Sunday, 19 March 2017

Viral

I wrote the first minute of music for the Nene composition yesterday. The first incarnation of the composition, the one which will be performed at the Albert Hall, needs to be twelve minutes long, and, for some reason, I started writing it at the three minute mark. I've staggered through to the end, and am now back at the beginning, terrified that it will be like that famous bridge, which they started building at the two ends, which ended up not meeting in the middle. I'm presently cruising along in E major at a fast four four tempo, yet, within a minute, I'll have to have worked my way towards D flat major and a 9/8 time signature. I think this is what Nathan would call backward engineering!

My Coventry Market film continues to go a bit viral after Harry Hill's fabulous parody of it last week. Rufus Hound, Lorraine Kelly, Jennifer Saunders and him off of Muse have all tweeted about it. I think the majority of people still think it was made in the 1980s as some sort of advert for the market, and are probably slightly unaware of the tongue-in-cheek nature of the original film, which was only ever made as a celebration of eccentricity. My attention was drawn to a tweet today from a woman who simply wrote, "my husband has made the Coventry Market song his ring tone." She'd included a meme of someone bashing his head in a sort of "doh" way. The film has had about 30 thousand extra views in the past week. Perhaps it will catch up with his sister film, Tyne and Wear Metro the Musical.
══════════════════════════════
WORK REQUEST 1>
Answer these three questions from the blog entry, one line each:
(a) How long does the first version of the Nene composition need to be?
(b) In what key is the music moving along at present?
(c) About how many extra views has the Coventry Market film had in the past week?
WORK REQUEST 2>
Say whether each statement agrees with the blog entry. Answer yes or no, and quote the words that decide it.
(a) The writer began the Nene composition at its opening.
(b) Jennifer Saunders tweeted about the Coventry Market film.
(c) The Coventry Market film was made as an advert for the market.
══════════════════════════════
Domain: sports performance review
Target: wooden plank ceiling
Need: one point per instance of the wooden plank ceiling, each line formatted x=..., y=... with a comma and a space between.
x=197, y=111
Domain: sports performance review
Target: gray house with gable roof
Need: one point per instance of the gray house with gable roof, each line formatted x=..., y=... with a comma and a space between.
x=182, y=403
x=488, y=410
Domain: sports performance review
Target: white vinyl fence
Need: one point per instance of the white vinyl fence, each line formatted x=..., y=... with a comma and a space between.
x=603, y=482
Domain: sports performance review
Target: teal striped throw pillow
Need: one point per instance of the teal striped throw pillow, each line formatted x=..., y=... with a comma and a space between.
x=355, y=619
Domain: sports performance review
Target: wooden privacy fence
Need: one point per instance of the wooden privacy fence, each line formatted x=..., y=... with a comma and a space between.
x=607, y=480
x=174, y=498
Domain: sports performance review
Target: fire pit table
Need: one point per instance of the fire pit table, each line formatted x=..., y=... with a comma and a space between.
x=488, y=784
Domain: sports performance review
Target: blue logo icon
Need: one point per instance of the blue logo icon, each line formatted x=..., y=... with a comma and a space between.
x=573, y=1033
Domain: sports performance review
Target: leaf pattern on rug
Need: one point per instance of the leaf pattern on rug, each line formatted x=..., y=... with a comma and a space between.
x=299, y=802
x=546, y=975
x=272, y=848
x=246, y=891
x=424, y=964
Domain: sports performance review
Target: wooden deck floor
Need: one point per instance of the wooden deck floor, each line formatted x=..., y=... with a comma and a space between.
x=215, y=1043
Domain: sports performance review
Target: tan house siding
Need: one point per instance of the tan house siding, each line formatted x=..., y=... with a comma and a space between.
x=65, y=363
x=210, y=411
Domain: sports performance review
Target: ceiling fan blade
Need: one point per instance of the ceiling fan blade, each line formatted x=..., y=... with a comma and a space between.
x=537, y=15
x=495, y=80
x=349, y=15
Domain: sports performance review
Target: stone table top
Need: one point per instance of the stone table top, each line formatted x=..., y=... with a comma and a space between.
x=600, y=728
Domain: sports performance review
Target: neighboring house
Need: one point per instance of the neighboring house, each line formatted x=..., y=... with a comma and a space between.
══════════════════════════════
WRITTEN ANSWER 1>
(a) Twelve minutes.
(b) E major.
(c) About 30 thousand.

WRITTEN ANSWER 2>
(a) No: "I started writing it at the three minute mark."
(b) Yes: "Rufus Hound, Lorraine Kelly, Jennifer Saunders and him off of Muse have all tweeted about it."
(c) No: "which was only ever made as a celebration of eccentricity."